TASK INSTRUCTIONS
Write out every record in full, exactly as written, please.

EXERCISE INPUTS: Begin

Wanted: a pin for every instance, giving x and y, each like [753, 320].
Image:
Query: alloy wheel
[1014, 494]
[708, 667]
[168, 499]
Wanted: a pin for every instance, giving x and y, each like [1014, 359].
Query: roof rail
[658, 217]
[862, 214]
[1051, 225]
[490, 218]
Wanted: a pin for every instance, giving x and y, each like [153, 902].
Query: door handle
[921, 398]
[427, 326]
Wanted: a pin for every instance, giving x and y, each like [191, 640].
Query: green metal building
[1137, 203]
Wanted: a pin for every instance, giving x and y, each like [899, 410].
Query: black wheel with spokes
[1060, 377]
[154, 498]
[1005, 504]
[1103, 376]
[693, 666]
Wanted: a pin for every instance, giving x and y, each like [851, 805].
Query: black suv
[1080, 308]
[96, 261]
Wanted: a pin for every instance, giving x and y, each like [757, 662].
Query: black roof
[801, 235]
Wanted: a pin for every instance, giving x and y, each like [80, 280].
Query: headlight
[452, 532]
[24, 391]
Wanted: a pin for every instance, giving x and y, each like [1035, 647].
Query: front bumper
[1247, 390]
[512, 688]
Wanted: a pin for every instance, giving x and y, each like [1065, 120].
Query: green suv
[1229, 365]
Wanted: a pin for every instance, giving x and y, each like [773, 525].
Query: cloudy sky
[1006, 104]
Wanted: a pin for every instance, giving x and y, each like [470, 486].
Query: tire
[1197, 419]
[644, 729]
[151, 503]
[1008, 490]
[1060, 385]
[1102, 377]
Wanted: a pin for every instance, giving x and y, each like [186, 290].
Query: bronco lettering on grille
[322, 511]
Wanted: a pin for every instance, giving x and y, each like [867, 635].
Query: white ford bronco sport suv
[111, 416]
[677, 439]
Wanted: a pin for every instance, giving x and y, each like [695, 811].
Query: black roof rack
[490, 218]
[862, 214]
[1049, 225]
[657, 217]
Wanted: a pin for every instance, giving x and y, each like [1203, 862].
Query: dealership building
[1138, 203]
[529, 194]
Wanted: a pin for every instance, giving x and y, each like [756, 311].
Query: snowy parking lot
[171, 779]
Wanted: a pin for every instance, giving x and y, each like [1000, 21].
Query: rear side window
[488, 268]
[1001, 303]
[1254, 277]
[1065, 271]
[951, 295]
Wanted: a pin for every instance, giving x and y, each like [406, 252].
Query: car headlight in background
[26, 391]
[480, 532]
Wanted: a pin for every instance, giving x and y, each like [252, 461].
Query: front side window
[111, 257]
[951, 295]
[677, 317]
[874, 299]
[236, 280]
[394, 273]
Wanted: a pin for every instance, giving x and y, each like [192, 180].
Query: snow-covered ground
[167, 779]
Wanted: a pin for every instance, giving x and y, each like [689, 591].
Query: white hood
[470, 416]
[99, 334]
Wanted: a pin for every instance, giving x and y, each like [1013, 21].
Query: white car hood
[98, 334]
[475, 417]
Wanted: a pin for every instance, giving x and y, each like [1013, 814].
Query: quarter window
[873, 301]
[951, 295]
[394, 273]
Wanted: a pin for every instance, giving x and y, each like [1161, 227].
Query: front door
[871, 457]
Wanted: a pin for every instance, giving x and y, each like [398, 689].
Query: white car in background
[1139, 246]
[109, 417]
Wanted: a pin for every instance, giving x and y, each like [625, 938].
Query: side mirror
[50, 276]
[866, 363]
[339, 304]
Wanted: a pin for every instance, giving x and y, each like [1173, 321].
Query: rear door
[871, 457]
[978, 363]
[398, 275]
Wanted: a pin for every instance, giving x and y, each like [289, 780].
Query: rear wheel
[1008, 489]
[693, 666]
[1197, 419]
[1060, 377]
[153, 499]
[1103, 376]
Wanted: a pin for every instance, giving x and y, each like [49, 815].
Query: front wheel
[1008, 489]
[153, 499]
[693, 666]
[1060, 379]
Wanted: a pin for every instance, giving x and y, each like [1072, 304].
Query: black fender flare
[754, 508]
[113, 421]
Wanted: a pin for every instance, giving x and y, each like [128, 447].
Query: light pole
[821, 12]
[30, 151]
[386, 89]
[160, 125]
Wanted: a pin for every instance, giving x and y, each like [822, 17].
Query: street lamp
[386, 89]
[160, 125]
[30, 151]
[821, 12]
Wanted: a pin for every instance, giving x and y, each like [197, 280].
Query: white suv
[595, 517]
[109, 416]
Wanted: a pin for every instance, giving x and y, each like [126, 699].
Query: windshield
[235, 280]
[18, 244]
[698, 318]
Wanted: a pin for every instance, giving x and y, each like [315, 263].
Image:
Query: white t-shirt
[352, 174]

EXERCISE INPUTS: End

TASK RESULT
Wanted: a pin for every instance, giving x and y, each like [753, 320].
Image:
Query: alloy wheel
[1014, 494]
[708, 667]
[168, 499]
Wanted: a pin for every instance, giving x and y, each like [1014, 359].
Query: roof rail
[658, 217]
[862, 214]
[1051, 225]
[490, 218]
Wanted: a pin for every instance, giving x and y, each like [153, 902].
Query: door handle
[921, 398]
[427, 326]
Wanted: a pin for every instance, giving x and y, each like [191, 640].
Query: green metal building
[1137, 203]
Wanted: a pin for every instance, giving x and y, each like [899, 410].
Query: black wheel with spokes
[1060, 377]
[154, 498]
[1005, 504]
[1103, 376]
[693, 666]
Wanted: a pin for every instance, giving x and y, each like [851, 805].
Query: black suv
[1080, 308]
[96, 261]
Wanted: a pin for every instance, giving x and y, each like [757, 662].
Query: black roof
[801, 235]
Wanted: a pin for every instance, giving x and y, each like [80, 280].
Query: headlight
[452, 532]
[24, 391]
Wanted: a pin for every instance, giving x and y, each like [1035, 647].
Query: front bumper
[1247, 390]
[512, 688]
Wanted: a pin for every instance, giving x and y, each like [1065, 120].
Query: green suv
[1229, 365]
Wanted: a pin for every instance, giving x and y, each like [773, 525].
Query: cloudy sky
[1006, 104]
Wanted: a pin for every instance, giving x and y, each like [470, 486].
Query: tire
[1197, 419]
[644, 729]
[151, 503]
[1008, 490]
[1060, 385]
[1102, 377]
Wanted: a pin for every instance, giving x and y, each like [186, 290].
Query: bronco lettering on grille
[322, 511]
Wanted: a pin for every instance, giving x and y, each like [867, 635].
Query: white ford bronco sport suv
[111, 416]
[677, 439]
Wanted: a pin for every instance, giving x and y, each like [695, 811].
Query: black roof rack
[490, 218]
[862, 214]
[1049, 225]
[657, 217]
Wanted: a pin for every instance, giving x and y, each like [1203, 862].
Query: dealership building
[1138, 203]
[529, 194]
Wanted: a pin for every instance, giving x and y, each like [756, 311].
Query: snowy parking lot
[171, 779]
Wanted: a pin for every instance, giving x and y, each like [1000, 21].
Query: rear side window
[488, 268]
[1001, 303]
[1254, 277]
[1065, 271]
[951, 295]
Wanted: a pin for every instance, giving x and y, each like [406, 252].
Query: car headlight in background
[26, 391]
[480, 532]
Wanted: a pin for every instance, giving x and y, each like [252, 461].
Query: front side window
[111, 257]
[951, 295]
[677, 317]
[874, 299]
[236, 280]
[394, 273]
Wanted: a pin for every instance, giving x and y, each like [192, 180].
Query: snow-covered ground
[167, 779]
Wanted: a pin for every instance, giving x and y, each like [689, 591].
Query: white hood
[470, 416]
[99, 334]
Wanted: a pin for every instance, giving x and y, each like [1013, 21].
Query: white car hood
[98, 334]
[475, 417]
Wanted: a pin for every instance, giving x and y, each like [1013, 814].
Query: quarter window
[873, 301]
[951, 295]
[394, 273]
Wanted: a pin for every instance, giving x and y, each like [1161, 227].
Query: front door
[871, 457]
Wanted: a pin for every instance, giving x and y, each like [398, 689].
Query: white car in background
[1139, 246]
[109, 417]
Wanted: a pin for every instance, giving x and y, each like [625, 938].
Query: side mirror
[50, 276]
[866, 363]
[339, 304]
Wanted: a pin for every instance, giving x and y, each like [1173, 321].
Query: rear door
[871, 457]
[978, 363]
[398, 275]
Wanted: a pin for every instance, giving x and y, each like [289, 780].
Query: rear wheel
[1008, 489]
[693, 666]
[1197, 419]
[1060, 377]
[153, 499]
[1103, 376]
Wanted: a pin for every instance, giving x and y, each like [49, 815].
Query: front wheel
[1008, 489]
[153, 499]
[693, 666]
[1060, 379]
Wanted: a pin for every instance, giving x and y, each like [1072, 304].
Query: black fender flare
[754, 508]
[113, 421]
Wanted: a pin for every instance, giving x and y, each like [128, 447].
Query: light pole
[821, 12]
[30, 151]
[386, 89]
[160, 125]
Wanted: a pin for every instance, giving x and y, each like [822, 17].
Query: street lamp
[386, 89]
[160, 125]
[30, 151]
[821, 12]
Wanted: a pin for every instance, giving x and y, each like [197, 280].
Query: white suv
[595, 517]
[109, 416]
Wanted: a pin for every instance, giving x and y, each like [126, 699].
Query: windshield
[235, 280]
[18, 244]
[698, 318]
Wanted: a pin for every instance, giving x and y, each like [315, 263].
Image:
Query: white t-shirt
[352, 174]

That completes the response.